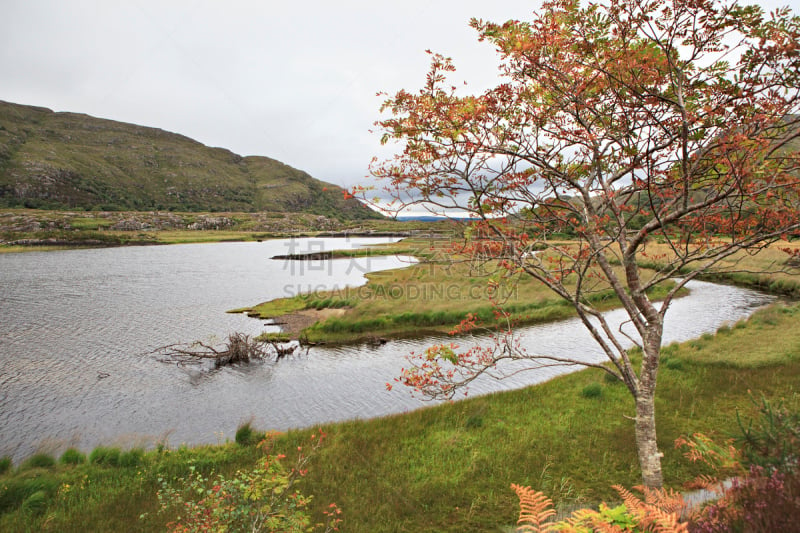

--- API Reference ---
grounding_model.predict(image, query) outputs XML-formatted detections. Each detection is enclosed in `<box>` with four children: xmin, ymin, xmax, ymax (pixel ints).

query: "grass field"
<box><xmin>639</xmin><ymin>239</ymin><xmax>800</xmax><ymax>297</ymax></box>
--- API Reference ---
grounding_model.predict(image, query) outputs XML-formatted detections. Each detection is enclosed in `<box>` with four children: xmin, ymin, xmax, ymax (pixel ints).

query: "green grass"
<box><xmin>20</xmin><ymin>454</ymin><xmax>56</xmax><ymax>470</ymax></box>
<box><xmin>1</xmin><ymin>301</ymin><xmax>799</xmax><ymax>531</ymax></box>
<box><xmin>232</xmin><ymin>294</ymin><xmax>308</xmax><ymax>317</ymax></box>
<box><xmin>238</xmin><ymin>236</ymin><xmax>798</xmax><ymax>346</ymax></box>
<box><xmin>59</xmin><ymin>449</ymin><xmax>86</xmax><ymax>466</ymax></box>
<box><xmin>89</xmin><ymin>447</ymin><xmax>122</xmax><ymax>467</ymax></box>
<box><xmin>239</xmin><ymin>237</ymin><xmax>680</xmax><ymax>344</ymax></box>
<box><xmin>234</xmin><ymin>421</ymin><xmax>264</xmax><ymax>447</ymax></box>
<box><xmin>68</xmin><ymin>217</ymin><xmax>114</xmax><ymax>231</ymax></box>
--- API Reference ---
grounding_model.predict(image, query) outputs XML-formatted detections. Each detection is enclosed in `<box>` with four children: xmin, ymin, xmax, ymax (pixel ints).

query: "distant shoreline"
<box><xmin>0</xmin><ymin>208</ymin><xmax>456</xmax><ymax>252</ymax></box>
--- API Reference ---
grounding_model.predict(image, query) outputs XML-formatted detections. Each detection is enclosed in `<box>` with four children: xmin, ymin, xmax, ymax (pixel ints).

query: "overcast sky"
<box><xmin>2</xmin><ymin>1</ymin><xmax>795</xmax><ymax>192</ymax></box>
<box><xmin>1</xmin><ymin>0</ymin><xmax>545</xmax><ymax>189</ymax></box>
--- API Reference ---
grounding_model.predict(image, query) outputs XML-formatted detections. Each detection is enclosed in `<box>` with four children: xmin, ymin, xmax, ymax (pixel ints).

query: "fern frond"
<box><xmin>639</xmin><ymin>485</ymin><xmax>687</xmax><ymax>516</ymax></box>
<box><xmin>611</xmin><ymin>485</ymin><xmax>646</xmax><ymax>521</ymax></box>
<box><xmin>511</xmin><ymin>484</ymin><xmax>556</xmax><ymax>532</ymax></box>
<box><xmin>683</xmin><ymin>474</ymin><xmax>721</xmax><ymax>491</ymax></box>
<box><xmin>559</xmin><ymin>508</ymin><xmax>603</xmax><ymax>532</ymax></box>
<box><xmin>646</xmin><ymin>507</ymin><xmax>689</xmax><ymax>532</ymax></box>
<box><xmin>611</xmin><ymin>485</ymin><xmax>688</xmax><ymax>532</ymax></box>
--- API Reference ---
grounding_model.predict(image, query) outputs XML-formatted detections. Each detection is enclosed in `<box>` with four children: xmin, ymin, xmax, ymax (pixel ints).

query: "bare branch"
<box><xmin>151</xmin><ymin>333</ymin><xmax>297</xmax><ymax>368</ymax></box>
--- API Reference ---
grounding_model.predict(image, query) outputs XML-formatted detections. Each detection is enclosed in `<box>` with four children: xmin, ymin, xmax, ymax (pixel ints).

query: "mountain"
<box><xmin>0</xmin><ymin>100</ymin><xmax>381</xmax><ymax>218</ymax></box>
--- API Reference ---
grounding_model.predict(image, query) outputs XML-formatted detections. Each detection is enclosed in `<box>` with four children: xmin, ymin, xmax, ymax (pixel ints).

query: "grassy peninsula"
<box><xmin>235</xmin><ymin>238</ymin><xmax>800</xmax><ymax>345</ymax></box>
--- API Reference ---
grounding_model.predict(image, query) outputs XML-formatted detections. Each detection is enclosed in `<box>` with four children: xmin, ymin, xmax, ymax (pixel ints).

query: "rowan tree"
<box><xmin>370</xmin><ymin>0</ymin><xmax>800</xmax><ymax>487</ymax></box>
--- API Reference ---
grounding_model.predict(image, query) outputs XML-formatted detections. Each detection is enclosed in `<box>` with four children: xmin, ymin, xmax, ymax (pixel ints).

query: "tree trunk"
<box><xmin>634</xmin><ymin>392</ymin><xmax>664</xmax><ymax>488</ymax></box>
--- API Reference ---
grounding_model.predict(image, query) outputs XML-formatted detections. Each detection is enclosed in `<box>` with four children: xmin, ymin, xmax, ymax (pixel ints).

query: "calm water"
<box><xmin>0</xmin><ymin>239</ymin><xmax>775</xmax><ymax>461</ymax></box>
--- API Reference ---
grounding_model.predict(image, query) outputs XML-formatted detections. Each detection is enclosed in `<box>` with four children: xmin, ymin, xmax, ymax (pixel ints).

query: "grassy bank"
<box><xmin>2</xmin><ymin>302</ymin><xmax>799</xmax><ymax>531</ymax></box>
<box><xmin>240</xmin><ymin>237</ymin><xmax>680</xmax><ymax>345</ymax></box>
<box><xmin>638</xmin><ymin>240</ymin><xmax>800</xmax><ymax>298</ymax></box>
<box><xmin>239</xmin><ymin>238</ymin><xmax>800</xmax><ymax>346</ymax></box>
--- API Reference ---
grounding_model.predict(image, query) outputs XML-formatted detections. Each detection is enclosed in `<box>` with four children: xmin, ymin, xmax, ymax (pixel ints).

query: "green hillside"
<box><xmin>0</xmin><ymin>100</ymin><xmax>380</xmax><ymax>218</ymax></box>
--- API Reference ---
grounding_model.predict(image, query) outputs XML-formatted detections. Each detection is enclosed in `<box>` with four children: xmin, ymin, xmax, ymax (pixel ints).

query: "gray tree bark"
<box><xmin>635</xmin><ymin>391</ymin><xmax>664</xmax><ymax>488</ymax></box>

## DIRECTIONS FOR THIS TASK
Each record should be printed exactly as it appears, leaving the pictures out.

## OUTPUT
--- API Reference ---
grounding_model.predict(image, query) outputs XML-formatted detections. Each detection is enclosed in `<box>` with four children: xmin, ymin, xmax, ymax (pixel ints).

query: "grass field"
<box><xmin>639</xmin><ymin>239</ymin><xmax>800</xmax><ymax>297</ymax></box>
--- API Reference ---
grounding_model.predict(image, query) outputs XML-formatted detections. Each detection is enclosed in `<box>` with four children: xmin, ymin, xmax, ymax (pixel ints).

query: "green grass"
<box><xmin>20</xmin><ymin>454</ymin><xmax>56</xmax><ymax>470</ymax></box>
<box><xmin>1</xmin><ymin>301</ymin><xmax>799</xmax><ymax>531</ymax></box>
<box><xmin>232</xmin><ymin>294</ymin><xmax>308</xmax><ymax>317</ymax></box>
<box><xmin>238</xmin><ymin>236</ymin><xmax>798</xmax><ymax>346</ymax></box>
<box><xmin>59</xmin><ymin>449</ymin><xmax>86</xmax><ymax>466</ymax></box>
<box><xmin>89</xmin><ymin>447</ymin><xmax>122</xmax><ymax>467</ymax></box>
<box><xmin>239</xmin><ymin>237</ymin><xmax>680</xmax><ymax>344</ymax></box>
<box><xmin>234</xmin><ymin>421</ymin><xmax>264</xmax><ymax>447</ymax></box>
<box><xmin>68</xmin><ymin>217</ymin><xmax>114</xmax><ymax>231</ymax></box>
--- API Reference ---
grounding_model.predict(image, query) outputs XML-formatted detections. Each detection is enclosed in `<box>` with four children: xmin, ymin, xmax, ymax (pixel ints).

query: "distant shoreline"
<box><xmin>0</xmin><ymin>208</ymin><xmax>456</xmax><ymax>252</ymax></box>
--- API Reference ---
grounding_model.predict(image, query) outputs XML-formatted detections. Each detection is enclosed in `<box>` with four children: xmin, ymin, xmax, ymax (pixel ints).

query: "overcast sky"
<box><xmin>2</xmin><ymin>1</ymin><xmax>795</xmax><ymax>192</ymax></box>
<box><xmin>1</xmin><ymin>0</ymin><xmax>545</xmax><ymax>189</ymax></box>
--- API Reference ---
grounding_model.predict(image, query) outputs XML-formatted detections. Each detection is enclosed in `<box>` with four children: xmin, ymin, xmax, ymax (pixel ints).

query: "fern frond"
<box><xmin>639</xmin><ymin>485</ymin><xmax>687</xmax><ymax>516</ymax></box>
<box><xmin>611</xmin><ymin>485</ymin><xmax>646</xmax><ymax>521</ymax></box>
<box><xmin>511</xmin><ymin>484</ymin><xmax>556</xmax><ymax>532</ymax></box>
<box><xmin>683</xmin><ymin>474</ymin><xmax>721</xmax><ymax>491</ymax></box>
<box><xmin>559</xmin><ymin>508</ymin><xmax>603</xmax><ymax>532</ymax></box>
<box><xmin>646</xmin><ymin>507</ymin><xmax>689</xmax><ymax>532</ymax></box>
<box><xmin>611</xmin><ymin>485</ymin><xmax>688</xmax><ymax>532</ymax></box>
--- API Reference ---
grounding_model.predict(image, query) outputs XML-formatted detections. Each detection is enclosed in `<box>` with four children: xmin, ymin, xmax, ymax (pixel ints).

query: "bare branch"
<box><xmin>151</xmin><ymin>333</ymin><xmax>297</xmax><ymax>368</ymax></box>
--- API Reference ---
grounding_model.predict(image, query) outputs XML-formatted detections. Each detection is enclosed in `<box>` with four children: xmin, ymin, xmax, ymax (pixel ints).

query: "mountain"
<box><xmin>0</xmin><ymin>100</ymin><xmax>381</xmax><ymax>218</ymax></box>
--- API Reference ---
grounding_model.predict(image, query) outputs XML-formatted detections. Each detection is enclosed in `<box>` with four children: xmin, ymin, xmax, ymax (pixel ints).

query: "grassy peninsula"
<box><xmin>235</xmin><ymin>238</ymin><xmax>800</xmax><ymax>345</ymax></box>
--- API Reference ---
grounding_model.predict(image, query) outputs XML-formatted detections. Each detection is enclosed in `<box>` with four children: xmin, ymin, xmax, ymax (pixel ints).

query: "rowan tree"
<box><xmin>370</xmin><ymin>0</ymin><xmax>800</xmax><ymax>487</ymax></box>
--- API Reference ---
grounding_model.predict(image, query) outputs XML-formatted detections. Each detection is enclosed in `<box>` with four children: xmin, ymin, xmax, ymax (pixel ints).

query: "tree trunk"
<box><xmin>634</xmin><ymin>392</ymin><xmax>664</xmax><ymax>488</ymax></box>
--- API Reference ---
grounding_model.predict(image, query) outputs XML-formatted detections. Each detection is enclosed in `<box>` with four children: xmin, ymin, xmax, ymax (pixel ints).

query: "calm water"
<box><xmin>0</xmin><ymin>239</ymin><xmax>775</xmax><ymax>461</ymax></box>
--- API Reference ---
grounding_model.predict(image, query) outputs XML-formatted detections. Each detection is enclosed in `<box>` with four children: xmin, ymin, xmax, ymax (pixel ints).

query: "grassy bank"
<box><xmin>2</xmin><ymin>302</ymin><xmax>799</xmax><ymax>531</ymax></box>
<box><xmin>240</xmin><ymin>237</ymin><xmax>680</xmax><ymax>345</ymax></box>
<box><xmin>638</xmin><ymin>240</ymin><xmax>800</xmax><ymax>298</ymax></box>
<box><xmin>239</xmin><ymin>238</ymin><xmax>800</xmax><ymax>346</ymax></box>
--- API Reference ---
grounding_model.predict(image, query) outputs XML-formatted detections. Each detection is enclosed in `<box>` with four children: xmin, ymin, xmax, ymax (pixel ints).

query: "green hillside"
<box><xmin>0</xmin><ymin>100</ymin><xmax>380</xmax><ymax>218</ymax></box>
--- API Reference ---
grounding_model.predict(image, query) outputs XML-formatted detections. Each detection is enclosed in `<box>` with four children: xmin, ymin, xmax, ymax (pixel ints).

query: "gray tree bark"
<box><xmin>635</xmin><ymin>391</ymin><xmax>664</xmax><ymax>488</ymax></box>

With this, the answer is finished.